Но мир менялся, в нем происходили события, которых никто не ожидал. Началась революция, и в одно поистине прекрасное утро Утесов проснулся под звуки «Марсельезы», которую играл полковой духовой оркестр. За оркестром шел полк. На штыках – красные банты. Впереди полка на лошади ехал офицер с красным бантиком на груди. Харьков восторженно встречал Февральскую революцию.
«И все-таки было радостно, а если хотите, то даже и весело, – вспоминал об этом времени Леонид Осипович. – Скажите, разве не весело идти с четырьмя студентами арестовывать самого военного коменданта города Харькова, полковника со зверским характером, в комендантском управлении которого процветал самый ожесточенный мордобой? За несколько дней до этого я имел «счастье» лично с ним встретиться и на себе испытать «замечательный» характер полковника. Меня задержали во время облавы в ресторане, в котором я как солдат, пусть хоть и в отпуску, не имел права находиться. Я был приведен в городскую комендатуру – дать объяснение. Ах! Как же он теперь был удивлен, когда я произнес сакраментальную фразу: «Господин полковник! Именем революции вы арестованы!» Ну разве не весело?!.»

----

• [УСЛОВИЯ ЗАДАНИЙ]
(a) Ответьте на вопросы по отрывку.
(i) Под звуки какой музыки проснулся Утесов?
(ii) Что было на штыках у солдат полка?
(iii) Со сколькими студентами Утесов шел арестовывать военного коменданта?
(b) Обновите часть отрывка, которая начинается словами «Но мир менялся, в» и заканчивается словами «встречал Февральскую революцию.»: приведите ее целиком, заменив «красные банты» на «алые банты».
Записи для работы с отрывком не нужны.

• [ФРАГМЕНТ НАБОРА ДАННЫХ]
----

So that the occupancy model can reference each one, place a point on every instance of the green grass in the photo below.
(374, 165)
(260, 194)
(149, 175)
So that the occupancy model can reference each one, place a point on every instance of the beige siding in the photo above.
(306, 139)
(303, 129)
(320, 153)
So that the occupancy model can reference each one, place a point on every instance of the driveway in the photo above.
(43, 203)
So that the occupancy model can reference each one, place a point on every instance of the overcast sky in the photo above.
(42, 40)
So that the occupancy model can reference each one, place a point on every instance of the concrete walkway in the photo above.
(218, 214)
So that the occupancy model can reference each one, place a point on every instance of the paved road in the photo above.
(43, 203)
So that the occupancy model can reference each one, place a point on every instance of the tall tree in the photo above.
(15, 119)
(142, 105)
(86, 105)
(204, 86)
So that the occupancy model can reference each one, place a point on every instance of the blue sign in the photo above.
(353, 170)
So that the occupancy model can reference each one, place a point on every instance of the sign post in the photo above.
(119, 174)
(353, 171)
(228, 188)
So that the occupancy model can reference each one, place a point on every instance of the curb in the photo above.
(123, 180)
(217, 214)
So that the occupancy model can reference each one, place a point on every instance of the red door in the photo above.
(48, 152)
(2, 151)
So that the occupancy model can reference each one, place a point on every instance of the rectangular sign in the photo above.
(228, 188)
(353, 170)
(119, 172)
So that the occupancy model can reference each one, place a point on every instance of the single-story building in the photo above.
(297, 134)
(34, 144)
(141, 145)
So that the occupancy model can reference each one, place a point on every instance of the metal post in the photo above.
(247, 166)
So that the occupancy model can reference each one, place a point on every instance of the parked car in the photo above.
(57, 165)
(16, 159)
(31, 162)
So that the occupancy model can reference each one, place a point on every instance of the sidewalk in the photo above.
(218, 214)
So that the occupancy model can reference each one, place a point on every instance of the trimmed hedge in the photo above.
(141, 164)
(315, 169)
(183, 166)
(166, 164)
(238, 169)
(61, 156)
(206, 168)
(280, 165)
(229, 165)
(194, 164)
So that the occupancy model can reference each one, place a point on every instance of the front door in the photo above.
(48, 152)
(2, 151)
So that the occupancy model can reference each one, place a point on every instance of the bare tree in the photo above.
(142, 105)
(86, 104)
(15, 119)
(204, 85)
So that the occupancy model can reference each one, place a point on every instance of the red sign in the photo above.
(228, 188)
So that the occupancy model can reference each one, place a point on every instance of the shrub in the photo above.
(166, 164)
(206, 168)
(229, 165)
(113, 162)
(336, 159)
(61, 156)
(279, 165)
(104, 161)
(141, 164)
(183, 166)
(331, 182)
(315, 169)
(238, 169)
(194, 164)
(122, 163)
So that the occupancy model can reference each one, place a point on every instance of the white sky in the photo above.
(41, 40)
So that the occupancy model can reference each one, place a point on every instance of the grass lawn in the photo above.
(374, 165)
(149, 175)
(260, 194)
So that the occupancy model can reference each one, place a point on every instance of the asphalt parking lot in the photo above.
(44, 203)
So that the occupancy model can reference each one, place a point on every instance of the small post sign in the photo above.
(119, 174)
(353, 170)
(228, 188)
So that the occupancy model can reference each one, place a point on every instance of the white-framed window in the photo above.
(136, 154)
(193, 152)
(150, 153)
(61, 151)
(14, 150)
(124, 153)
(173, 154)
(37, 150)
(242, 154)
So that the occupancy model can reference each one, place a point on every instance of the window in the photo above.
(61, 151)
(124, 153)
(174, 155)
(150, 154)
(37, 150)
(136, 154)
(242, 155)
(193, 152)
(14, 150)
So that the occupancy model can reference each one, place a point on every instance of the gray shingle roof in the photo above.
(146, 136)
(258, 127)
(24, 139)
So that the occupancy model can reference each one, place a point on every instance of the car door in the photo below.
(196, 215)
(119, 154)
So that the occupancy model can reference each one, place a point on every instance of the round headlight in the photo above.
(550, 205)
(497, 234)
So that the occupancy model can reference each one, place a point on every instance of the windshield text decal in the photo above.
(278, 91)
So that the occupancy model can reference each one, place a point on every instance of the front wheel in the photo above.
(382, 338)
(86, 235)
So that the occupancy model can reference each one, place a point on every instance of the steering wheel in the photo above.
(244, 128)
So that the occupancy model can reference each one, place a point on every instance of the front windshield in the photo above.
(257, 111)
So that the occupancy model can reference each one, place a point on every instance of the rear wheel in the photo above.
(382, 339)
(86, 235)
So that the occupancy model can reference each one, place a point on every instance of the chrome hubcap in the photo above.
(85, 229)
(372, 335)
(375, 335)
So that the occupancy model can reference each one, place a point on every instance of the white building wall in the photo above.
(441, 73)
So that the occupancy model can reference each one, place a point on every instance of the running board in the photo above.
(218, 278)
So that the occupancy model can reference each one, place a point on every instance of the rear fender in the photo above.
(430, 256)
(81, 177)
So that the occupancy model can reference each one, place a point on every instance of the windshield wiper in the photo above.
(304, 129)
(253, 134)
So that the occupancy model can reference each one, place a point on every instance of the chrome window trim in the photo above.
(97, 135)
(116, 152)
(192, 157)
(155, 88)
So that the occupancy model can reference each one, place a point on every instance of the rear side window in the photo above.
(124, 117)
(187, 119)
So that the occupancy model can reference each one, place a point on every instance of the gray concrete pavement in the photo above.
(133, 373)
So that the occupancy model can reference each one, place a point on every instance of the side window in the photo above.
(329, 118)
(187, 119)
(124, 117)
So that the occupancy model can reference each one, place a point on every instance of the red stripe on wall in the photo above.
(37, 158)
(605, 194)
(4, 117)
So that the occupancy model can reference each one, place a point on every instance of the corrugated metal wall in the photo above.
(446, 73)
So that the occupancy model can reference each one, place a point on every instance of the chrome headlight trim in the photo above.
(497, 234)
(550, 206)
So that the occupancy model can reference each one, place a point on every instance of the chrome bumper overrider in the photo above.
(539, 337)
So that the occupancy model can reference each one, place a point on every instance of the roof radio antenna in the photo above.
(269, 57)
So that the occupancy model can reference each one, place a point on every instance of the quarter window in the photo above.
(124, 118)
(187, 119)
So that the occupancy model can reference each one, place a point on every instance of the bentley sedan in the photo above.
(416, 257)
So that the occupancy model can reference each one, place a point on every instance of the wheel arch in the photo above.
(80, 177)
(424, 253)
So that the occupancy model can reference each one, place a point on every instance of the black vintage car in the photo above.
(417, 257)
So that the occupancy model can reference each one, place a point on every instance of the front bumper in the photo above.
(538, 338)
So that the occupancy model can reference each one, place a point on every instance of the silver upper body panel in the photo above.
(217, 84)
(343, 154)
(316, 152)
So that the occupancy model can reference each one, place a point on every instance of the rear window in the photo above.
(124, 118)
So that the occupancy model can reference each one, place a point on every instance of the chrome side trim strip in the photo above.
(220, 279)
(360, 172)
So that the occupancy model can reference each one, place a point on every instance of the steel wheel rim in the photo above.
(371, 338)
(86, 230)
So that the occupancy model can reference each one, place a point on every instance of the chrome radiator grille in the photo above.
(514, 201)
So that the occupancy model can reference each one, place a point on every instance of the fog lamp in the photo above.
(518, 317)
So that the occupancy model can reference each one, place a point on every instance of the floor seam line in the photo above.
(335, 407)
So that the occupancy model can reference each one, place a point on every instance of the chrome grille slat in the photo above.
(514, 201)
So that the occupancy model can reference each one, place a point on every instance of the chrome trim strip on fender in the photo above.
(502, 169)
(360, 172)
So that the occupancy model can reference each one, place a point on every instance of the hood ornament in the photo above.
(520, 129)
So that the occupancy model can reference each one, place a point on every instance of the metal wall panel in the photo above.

----

• [ОТВЕТЫ]
(a)
(i) Под звуки «Марсельезы».
(ii) Красные банты.
(iii) С четырьмя.

(b)
Но мир менялся, в нем происходили события, которых никто не ожидал. Началась революция, и в одно поистине прекрасное утро Утесов проснулся под звуки «Марсельезы», которую играл полковой духовой оркестр. За оркестром шел полк. На штыках – алые банты. Впереди полка на лошади ехал офицер с красным бантиком на груди. Харьков восторженно встречал Февральскую революцию.